-- WHAT YOU NEED TO DO --
- A) Please write out a passage of the meta distribution post word for word. Begin at the words "Fig. 1. Infima" and stop after "first two moments.".
- B) In the meta distribution post, which inequalities form the basis of the method for finding the infimum and supremum of the possible cdfs?
- C) Carry on the meta distribution post from its final line.

-- TEXT PASSAGE --
===============
Category: Meta distributions

Taming the meta distribution

The derivation of meta distributions is mostly based on the calculation of the moments of the underlying conditional distribution. The reason is that except for highly simplistic scenarios, a direct calculation is elusive. Recall the definition of a meta distribution

\displaystyle\bar F(t,x)=\mathbb{P}(P_t>x),\qquad\text{\sf where }\;\;P_t=\mathbb{P}(X>t\mid\Phi).

Here X is the random variable we are interested in, and Φ is part of the random elements X depends on, usually a point process modeling the locations of wireless transceivers. The random variable Pt is a conditional distribution given Φ.

Using stochastic geometry, we can often derive moments of Pt. Since Pt has finite support, finding its distribution given the moments is a Hausdorff moment problem, which has a rich history in the mathematical literature but is not fully solved. The infinite sequence of integer moments uniquely defines the distribution, but in practice we are always restricted to a finite sequence, often less than 10 moments or so. This truncated version of the problem has infinitely many solutions, and the methods proposed to find or approximate the solution to the standard problem may or may not produce one of the solutions to the truncated one. In fact, they may not even provide an actual cumulative distribution function (cdf). On overview of the existing methods and some improvements can be found here.

In this blog, we focus on a method to find the infimum and supremum of the infinitely many possible cdfs that have a given finite moment sequence. The method is based on the Chebyshev-Markov inequalities. As the name suggests, it generalizes the well-known Markov and Chebyshev inequalities, which are based on moments sequences of length 1 or 2. The key step in this method is to find the maximum probability mass that can be concentrated at a point of interest, say z. This probability mass corresponds to the difference between the infimum and the supremum of the cdf at z. This technical report provides the details of the calculation.

Fig. 1 shows an example for the moment sequence mk =1/(k+1), for k ∈ [n], where the number n of given moments increases from 5 to 15. It can be observed how the infimum (red) and supremum (blue) curves approach each other as more moments are considered. For n → ∞, both would converge to the cdf of the uniform distribution on [0,1], i.e., F(x)=x. The supremum curve lower bounds the complementary cdf. For example, for n =15, ℙ(X>1/2)>0.4. This is the best bound that can be given since this value is achieved by a discrete distribution.

Fig. 1. Infima (red) and suprema (blue) of all the cdfs corresponding to the truncated moment problem where 5 to 15 moments are given.

The average of the infimum and supremum at each point naturally lends itself as an approximation of the meta distribution. It can be expected to be significantly more accurate than the usual beta approximation, which is based only on the first two moments.

An implementation is available in GitHub at https://github.com/ewa-haenggi/meta-distribution/blob/main/CMBounds.m.

Acknowledgment: I would like to thank my student Xinyun Wang for writing the Matlab code for the CM inequalities and providing the figure above.
===============
-- RECORD EXCERPTS --
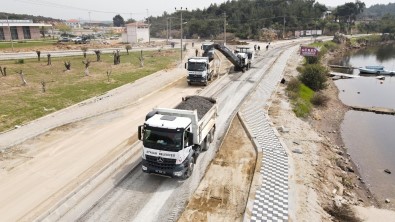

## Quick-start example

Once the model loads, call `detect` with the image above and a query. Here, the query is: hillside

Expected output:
[0,12,62,23]
[361,3,395,19]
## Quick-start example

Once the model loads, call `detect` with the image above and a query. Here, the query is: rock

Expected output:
[333,195,343,208]
[292,149,303,154]
[277,126,289,133]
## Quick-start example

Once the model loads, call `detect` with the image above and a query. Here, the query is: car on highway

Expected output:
[74,36,91,44]
[58,37,71,42]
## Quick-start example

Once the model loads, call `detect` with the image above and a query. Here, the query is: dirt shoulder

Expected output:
[269,46,395,221]
[178,117,256,222]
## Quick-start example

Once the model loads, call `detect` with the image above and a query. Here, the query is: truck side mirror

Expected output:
[137,126,143,140]
[187,132,193,146]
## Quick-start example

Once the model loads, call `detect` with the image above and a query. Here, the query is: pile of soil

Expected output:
[176,96,215,119]
[178,118,256,222]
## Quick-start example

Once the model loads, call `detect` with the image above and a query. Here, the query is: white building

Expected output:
[122,22,149,43]
[0,20,52,41]
[65,19,81,28]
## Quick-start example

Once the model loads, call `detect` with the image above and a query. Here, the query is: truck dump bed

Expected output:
[175,96,216,120]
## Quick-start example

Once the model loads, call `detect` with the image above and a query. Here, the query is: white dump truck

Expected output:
[185,57,214,86]
[200,42,215,61]
[138,96,217,179]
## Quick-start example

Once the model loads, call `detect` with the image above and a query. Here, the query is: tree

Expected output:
[126,18,136,23]
[55,23,71,33]
[112,14,125,27]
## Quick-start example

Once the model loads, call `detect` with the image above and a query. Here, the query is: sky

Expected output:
[0,0,395,21]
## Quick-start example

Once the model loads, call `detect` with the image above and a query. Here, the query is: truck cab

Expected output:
[236,46,254,61]
[201,42,215,61]
[185,57,213,85]
[139,114,195,178]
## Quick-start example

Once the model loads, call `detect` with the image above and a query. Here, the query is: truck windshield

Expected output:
[143,129,182,151]
[188,62,206,71]
[202,45,211,51]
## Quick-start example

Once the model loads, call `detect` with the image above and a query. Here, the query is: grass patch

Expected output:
[324,205,362,222]
[0,40,57,50]
[0,50,179,131]
[287,80,314,117]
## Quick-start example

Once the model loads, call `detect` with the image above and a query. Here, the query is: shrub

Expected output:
[293,98,311,117]
[298,64,328,91]
[15,59,25,64]
[310,92,329,106]
[324,205,362,222]
[287,78,301,93]
[305,56,320,64]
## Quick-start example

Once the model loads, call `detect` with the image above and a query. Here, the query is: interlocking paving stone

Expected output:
[241,47,296,222]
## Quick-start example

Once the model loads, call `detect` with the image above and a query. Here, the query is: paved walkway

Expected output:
[240,46,298,221]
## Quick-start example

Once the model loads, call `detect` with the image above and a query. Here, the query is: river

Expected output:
[331,44,395,206]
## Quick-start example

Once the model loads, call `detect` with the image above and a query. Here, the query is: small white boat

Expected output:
[358,66,395,75]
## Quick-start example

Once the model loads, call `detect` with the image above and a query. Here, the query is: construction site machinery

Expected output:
[185,57,214,86]
[235,46,254,61]
[201,42,215,61]
[203,43,251,72]
[138,96,217,179]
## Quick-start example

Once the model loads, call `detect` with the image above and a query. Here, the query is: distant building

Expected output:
[122,22,149,43]
[0,20,52,41]
[65,19,81,29]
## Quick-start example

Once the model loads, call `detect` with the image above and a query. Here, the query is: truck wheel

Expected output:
[202,138,210,151]
[182,157,195,180]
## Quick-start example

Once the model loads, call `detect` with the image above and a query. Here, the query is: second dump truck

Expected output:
[185,57,214,86]
[138,96,217,179]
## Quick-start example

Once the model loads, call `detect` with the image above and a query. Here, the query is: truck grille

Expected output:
[145,155,176,170]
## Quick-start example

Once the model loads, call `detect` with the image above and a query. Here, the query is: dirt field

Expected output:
[269,46,394,221]
[178,118,256,222]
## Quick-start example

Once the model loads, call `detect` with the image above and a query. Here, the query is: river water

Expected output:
[331,45,395,203]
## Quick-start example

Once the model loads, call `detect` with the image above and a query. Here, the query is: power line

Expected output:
[15,0,153,15]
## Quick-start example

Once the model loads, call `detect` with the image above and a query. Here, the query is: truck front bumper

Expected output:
[187,76,207,84]
[141,159,187,178]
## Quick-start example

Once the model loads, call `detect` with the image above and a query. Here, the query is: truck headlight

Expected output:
[174,171,183,177]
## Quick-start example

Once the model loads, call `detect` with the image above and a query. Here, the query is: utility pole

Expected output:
[7,15,14,51]
[88,12,92,28]
[224,12,226,45]
[175,7,188,63]
[283,14,285,39]
[166,18,169,44]
[169,17,173,39]
[147,9,151,44]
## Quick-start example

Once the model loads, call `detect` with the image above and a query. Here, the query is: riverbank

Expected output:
[269,41,395,221]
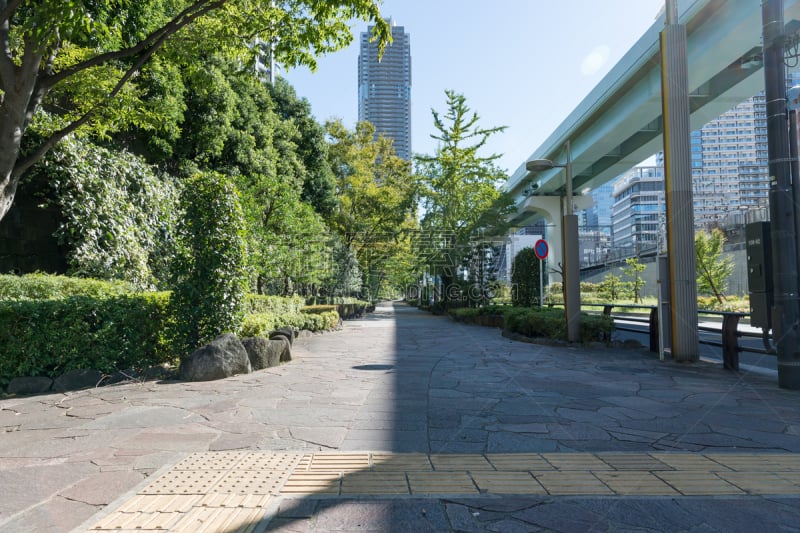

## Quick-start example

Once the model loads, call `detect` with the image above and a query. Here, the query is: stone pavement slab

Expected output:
[0,305,800,533]
[78,452,800,532]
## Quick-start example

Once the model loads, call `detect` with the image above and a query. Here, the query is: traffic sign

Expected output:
[533,239,550,260]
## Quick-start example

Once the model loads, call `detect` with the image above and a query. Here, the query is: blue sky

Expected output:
[280,0,664,173]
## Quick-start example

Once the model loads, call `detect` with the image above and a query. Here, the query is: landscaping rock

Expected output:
[6,377,53,394]
[242,337,284,371]
[53,368,103,392]
[269,336,292,363]
[269,326,296,345]
[180,333,252,381]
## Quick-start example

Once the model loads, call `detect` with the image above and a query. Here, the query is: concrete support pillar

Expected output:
[661,0,699,361]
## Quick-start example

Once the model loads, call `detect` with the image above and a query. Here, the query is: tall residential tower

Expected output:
[358,19,411,160]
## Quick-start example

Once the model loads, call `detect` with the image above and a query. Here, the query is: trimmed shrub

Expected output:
[451,305,614,342]
[166,172,248,355]
[303,305,337,315]
[240,311,339,337]
[244,294,305,315]
[0,293,172,385]
[0,273,134,300]
[511,248,546,307]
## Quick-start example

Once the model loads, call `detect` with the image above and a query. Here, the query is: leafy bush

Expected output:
[245,294,305,315]
[30,138,178,288]
[511,248,542,307]
[0,273,134,300]
[451,306,614,342]
[0,293,172,385]
[303,305,336,315]
[166,172,248,354]
[241,311,339,337]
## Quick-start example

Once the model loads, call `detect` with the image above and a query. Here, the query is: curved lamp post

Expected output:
[525,141,581,342]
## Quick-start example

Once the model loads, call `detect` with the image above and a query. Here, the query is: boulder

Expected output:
[6,377,53,394]
[180,333,252,381]
[269,326,296,344]
[242,337,284,371]
[269,335,292,363]
[53,368,103,392]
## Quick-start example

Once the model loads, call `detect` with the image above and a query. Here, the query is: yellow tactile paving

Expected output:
[142,470,227,494]
[655,472,744,496]
[597,453,672,470]
[542,453,612,470]
[430,454,494,470]
[112,494,200,513]
[472,471,547,494]
[170,507,264,533]
[83,451,800,533]
[214,469,289,495]
[308,453,370,472]
[486,453,555,472]
[372,453,433,472]
[594,470,678,496]
[90,509,186,531]
[534,470,614,496]
[650,453,727,472]
[342,472,409,495]
[408,471,478,494]
[281,472,341,494]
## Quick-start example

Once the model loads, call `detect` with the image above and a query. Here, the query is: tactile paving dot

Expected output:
[236,453,302,470]
[140,470,227,494]
[172,452,247,470]
[214,469,290,494]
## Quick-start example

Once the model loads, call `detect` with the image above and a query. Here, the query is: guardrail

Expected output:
[582,304,775,370]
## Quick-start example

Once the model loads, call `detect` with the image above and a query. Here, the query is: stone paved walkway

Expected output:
[89,452,800,532]
[0,306,800,532]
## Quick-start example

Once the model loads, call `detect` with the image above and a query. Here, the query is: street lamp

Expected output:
[525,141,581,342]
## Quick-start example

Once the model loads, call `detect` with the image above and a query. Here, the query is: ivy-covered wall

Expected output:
[0,181,68,274]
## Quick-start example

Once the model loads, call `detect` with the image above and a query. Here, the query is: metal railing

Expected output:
[583,303,775,370]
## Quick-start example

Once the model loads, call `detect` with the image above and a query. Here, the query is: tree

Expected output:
[0,0,391,219]
[694,228,733,304]
[622,257,647,304]
[415,90,510,302]
[326,120,417,294]
[26,137,178,289]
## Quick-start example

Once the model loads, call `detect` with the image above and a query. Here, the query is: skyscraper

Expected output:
[691,72,800,228]
[358,19,411,160]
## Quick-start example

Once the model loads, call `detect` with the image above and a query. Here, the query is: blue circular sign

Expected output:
[533,239,550,260]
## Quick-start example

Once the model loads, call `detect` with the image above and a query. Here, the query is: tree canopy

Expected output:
[0,0,391,219]
[415,90,511,302]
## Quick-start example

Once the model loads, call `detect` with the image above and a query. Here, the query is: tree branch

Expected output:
[0,0,21,92]
[0,0,22,23]
[12,0,228,176]
[40,0,229,89]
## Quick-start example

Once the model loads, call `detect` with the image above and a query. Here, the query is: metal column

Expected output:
[761,0,800,389]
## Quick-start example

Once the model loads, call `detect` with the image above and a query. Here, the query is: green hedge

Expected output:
[451,306,614,342]
[245,294,306,315]
[0,293,172,385]
[0,273,134,300]
[240,311,339,337]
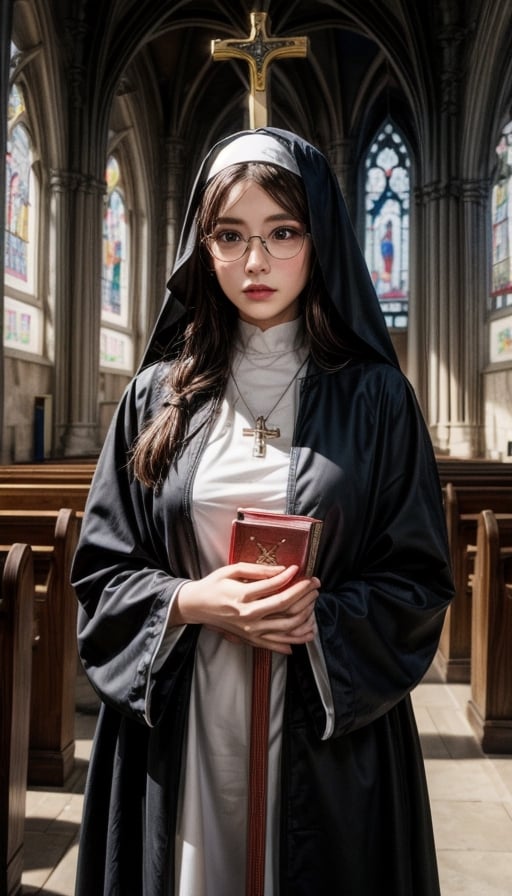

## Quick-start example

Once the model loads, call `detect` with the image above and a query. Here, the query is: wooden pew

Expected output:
[467,510,512,753]
[0,462,96,484]
[0,481,90,513]
[437,483,512,683]
[436,456,512,486]
[0,544,34,896]
[0,508,79,786]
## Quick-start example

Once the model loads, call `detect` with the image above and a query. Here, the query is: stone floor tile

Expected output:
[438,849,512,896]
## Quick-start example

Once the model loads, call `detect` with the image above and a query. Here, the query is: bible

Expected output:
[229,507,322,896]
[229,507,322,576]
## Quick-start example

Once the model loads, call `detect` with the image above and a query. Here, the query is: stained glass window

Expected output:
[100,156,133,370]
[491,121,512,311]
[365,121,411,329]
[4,72,43,354]
[101,156,128,325]
[5,84,33,288]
===============
-- ANSWER SET --
- A)
Fig. 1. Infima (red) and suprema (blue) of all the cdfs corresponding to the truncated moment problem where 5 to 15 moments are given.

The average of the infimum and supremum at each point naturally lends itself as an approximation of the meta distribution. It can be expected to be significantly more accurate than the usual beta approximation, which is based only on the first two moments.

- B) The Chebyshev-Markov inequalities.

- C)
Meta visualization

In this post we contrast the meta distribution of the SIR with the standard SIR distribution. The model is the standard downlink Poisson cellular network with Rayleigh fading and path loss exponent 4. The base station density is 1, and the users form a square lattice of density 5. Hence there are 5 users per cell on average.

Fig. 1: The setup. Base stations are red crosses, and users are blue circles. They are served by the nearest base station. Cell boundaries are dashed.

We assume the base stations transmit to the users in their cell at a rate such that the messages can be decoded if an SIR of θ =-3 dB is achieved. If the user succeeds in decoding, it is marked with a green square, otherwise red. We let this process run over many time slots, as shown next.

Fig. 2: Transmission success (green) and failure (red) at each user over 100 time slots.

The SIR meta distribution captures the per-user statistics, obtained by averaging over the fading, i.e., over time. In the next figure, the per-user reliabilities are illustrated using a color map from pure red (0% success) to pure green (100% success).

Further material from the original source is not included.